EXERCISE 1: Write out the lines of the records from the one containing "BBOX red aluminium ladder" through the one containing "(311, 415), (497, 574)", both lines included, with no changes.
┌─ TEXT SHOWN
Tuesday, December 16, 2014

#IMAGINE a better world for children: CRC@25 celebrations in Nepal

More than 10,000 gathered at the Tundikhel Grounds to celebrate 25 years of the UN Convention on the Rights of the Child. © UNICEF Nepal/2014/CSKarki
KATHMANDU, 8 December 2014 – On a recent warm and sunny Saturday, Vikash Khadka imagined a world where every child gets the opportunity to grow up in a healthy environment, where no child is deprived of education and where no child faces any sort of discrimination.

Vikash Khadka holds the board with his message on how he imagines the world for children. © UNICEF Nepal/201/DMalla
Mr. Khadka was one of more than 10,000 individuals gathered at Tundikhel, a landmark ground located at the heart of the capital, to celebrate the 25 years of the United Nations Convention on the Rights of the Child (CRC) on December 6. The event, organized by UNICEF Nepal, aimed to increase awareness about children’s rights as well as encourage everyone to imagine a better world for children.

Nepal's most reputed traditional folk ensemble Kutumba performs during CRC@25 celebration in Nepal. © UNICEF Nepal/2014/CSKarki
The celebrations included a free musical concert featuring performances by children; Nepal’s most reputed traditional folk ensemble Kutumba; and upcoming singer and songwriter Bipul Chettri.

Bipul Chettri performs during the CRC@25 celebration on December 6. © UNICEF Nepal/2014/CSKarki
The five children’s bands performing at the event were Mitrata Nepal, Imperial World School, Dallu Awasiya School, Music Musica Institute and Adarsha Saula Yubak Higher Secondary School. The musical performances, especially those by children with disability, drew ovation from the crowd.

Children with disability perform during CRC@25 celebration on December 6. © UNICEF Nepal/2014/CSKarki
“This kid stole my attention, not only mine but that of the whole crowd, “  wrote Nirnit Tandukar, one of the concert-goers, on his Facebook photo post referring to one of the children performers with disability. “Though he could not see the crowd cheering him, he sang his heart out!”

Girls and women of the traditional "Dhime" group display proper technique of washing hand with soap and water as part of their performance during the CRC@25 celebration on Dec. 6. © UNICEF Nepal/2014/CSKarki
Kutumba’s performance also featured young musical talents from the Himalayan, mid Hills and the lower Terai regions of the nation.

As music flowed through the 15-acre ground, children and youth enjoyed many fun-filled activities facilitated by youth volunteers. These included WASH related snake and ladder games as well wheel-chair games for people without disability intended to raise awareness about the challenges faced by people with disability in their day to day lives, as well as to demonstrate that they have different abilities.
└─
EXERCISE 2: List the children's bands that the CRC@25 article names as performing at the event.
┌─ DATA EXCERPTS
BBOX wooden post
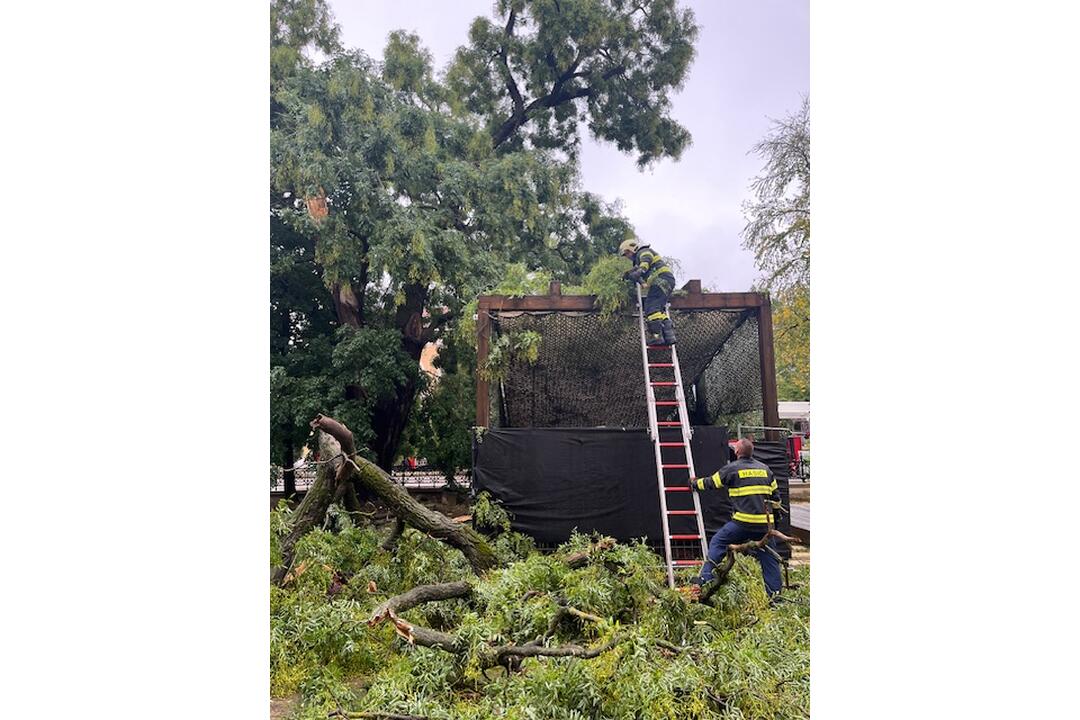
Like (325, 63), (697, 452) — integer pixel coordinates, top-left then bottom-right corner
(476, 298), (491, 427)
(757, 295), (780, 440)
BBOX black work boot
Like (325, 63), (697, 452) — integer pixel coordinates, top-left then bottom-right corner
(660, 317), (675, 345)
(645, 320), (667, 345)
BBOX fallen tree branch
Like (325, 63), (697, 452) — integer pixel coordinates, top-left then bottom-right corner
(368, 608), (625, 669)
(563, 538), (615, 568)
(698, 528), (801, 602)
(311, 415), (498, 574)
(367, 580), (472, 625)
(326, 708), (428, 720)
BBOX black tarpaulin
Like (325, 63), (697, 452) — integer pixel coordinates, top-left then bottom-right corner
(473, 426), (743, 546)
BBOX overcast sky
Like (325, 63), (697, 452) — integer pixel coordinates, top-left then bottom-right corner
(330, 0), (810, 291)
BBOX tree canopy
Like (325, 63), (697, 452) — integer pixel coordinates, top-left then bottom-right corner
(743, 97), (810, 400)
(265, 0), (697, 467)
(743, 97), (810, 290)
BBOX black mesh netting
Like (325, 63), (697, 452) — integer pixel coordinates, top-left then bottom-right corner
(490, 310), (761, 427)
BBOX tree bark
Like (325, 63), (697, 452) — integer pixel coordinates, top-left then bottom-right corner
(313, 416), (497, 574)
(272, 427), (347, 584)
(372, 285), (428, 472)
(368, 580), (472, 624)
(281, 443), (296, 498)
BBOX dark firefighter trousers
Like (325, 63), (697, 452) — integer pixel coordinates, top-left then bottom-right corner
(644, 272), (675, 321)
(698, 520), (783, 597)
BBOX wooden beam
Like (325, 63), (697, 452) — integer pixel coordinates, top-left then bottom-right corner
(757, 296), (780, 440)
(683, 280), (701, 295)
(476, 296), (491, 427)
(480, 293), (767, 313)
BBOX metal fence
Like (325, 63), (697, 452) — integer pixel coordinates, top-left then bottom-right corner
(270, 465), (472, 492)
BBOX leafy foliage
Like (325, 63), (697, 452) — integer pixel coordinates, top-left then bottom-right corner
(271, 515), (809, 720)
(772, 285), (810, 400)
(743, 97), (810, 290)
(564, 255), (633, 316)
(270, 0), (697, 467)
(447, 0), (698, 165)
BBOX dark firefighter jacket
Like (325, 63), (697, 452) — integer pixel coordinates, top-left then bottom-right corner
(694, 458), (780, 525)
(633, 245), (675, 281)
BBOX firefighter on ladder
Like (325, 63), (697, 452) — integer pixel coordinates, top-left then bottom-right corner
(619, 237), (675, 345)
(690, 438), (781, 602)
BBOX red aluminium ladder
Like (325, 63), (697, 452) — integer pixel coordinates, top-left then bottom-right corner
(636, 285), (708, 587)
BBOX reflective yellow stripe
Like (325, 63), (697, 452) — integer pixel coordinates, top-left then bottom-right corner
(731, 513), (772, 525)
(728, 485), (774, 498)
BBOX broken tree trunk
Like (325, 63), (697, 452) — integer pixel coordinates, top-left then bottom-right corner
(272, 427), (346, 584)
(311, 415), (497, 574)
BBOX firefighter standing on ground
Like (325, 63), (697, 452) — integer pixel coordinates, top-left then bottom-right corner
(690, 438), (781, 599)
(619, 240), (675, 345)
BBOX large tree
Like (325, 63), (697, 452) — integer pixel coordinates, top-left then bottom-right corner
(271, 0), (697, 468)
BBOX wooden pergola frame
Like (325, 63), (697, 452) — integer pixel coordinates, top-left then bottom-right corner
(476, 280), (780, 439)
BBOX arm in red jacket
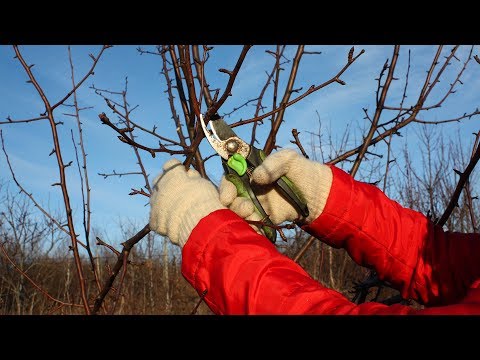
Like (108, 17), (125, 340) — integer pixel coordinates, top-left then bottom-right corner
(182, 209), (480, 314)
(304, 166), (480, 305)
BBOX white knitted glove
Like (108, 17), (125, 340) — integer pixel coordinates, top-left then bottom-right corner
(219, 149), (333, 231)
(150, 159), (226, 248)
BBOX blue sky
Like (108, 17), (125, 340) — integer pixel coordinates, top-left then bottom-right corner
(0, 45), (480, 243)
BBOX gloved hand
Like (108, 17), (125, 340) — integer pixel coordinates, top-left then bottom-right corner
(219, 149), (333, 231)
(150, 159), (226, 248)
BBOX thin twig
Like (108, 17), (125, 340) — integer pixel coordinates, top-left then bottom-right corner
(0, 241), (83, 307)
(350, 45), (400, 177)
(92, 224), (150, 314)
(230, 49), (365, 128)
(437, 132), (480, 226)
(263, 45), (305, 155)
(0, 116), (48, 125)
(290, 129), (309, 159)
└─
EXERCISE SOLUTION 1:
BBOX red aluminium ladder
Like (325, 63), (697, 452) — integer pixel coordinates, top-left then bottom-right corner
(636, 285), (708, 587)
BBOX reflective yellow stripe
Like (325, 63), (697, 452) — integer pixel coordinates, top-left then bottom-right corner
(731, 513), (772, 525)
(728, 485), (774, 498)
BBOX broken tree trunk
Like (325, 63), (697, 452) — integer pixel coordinates, top-left then bottom-right corner
(272, 427), (346, 584)
(311, 415), (497, 574)

EXERCISE SOLUTION 2:
Mitrata Nepal
Imperial World School
Dallu Awasiya School
Music Musica Institute
Adarsha Saula Yubak Higher Secondary School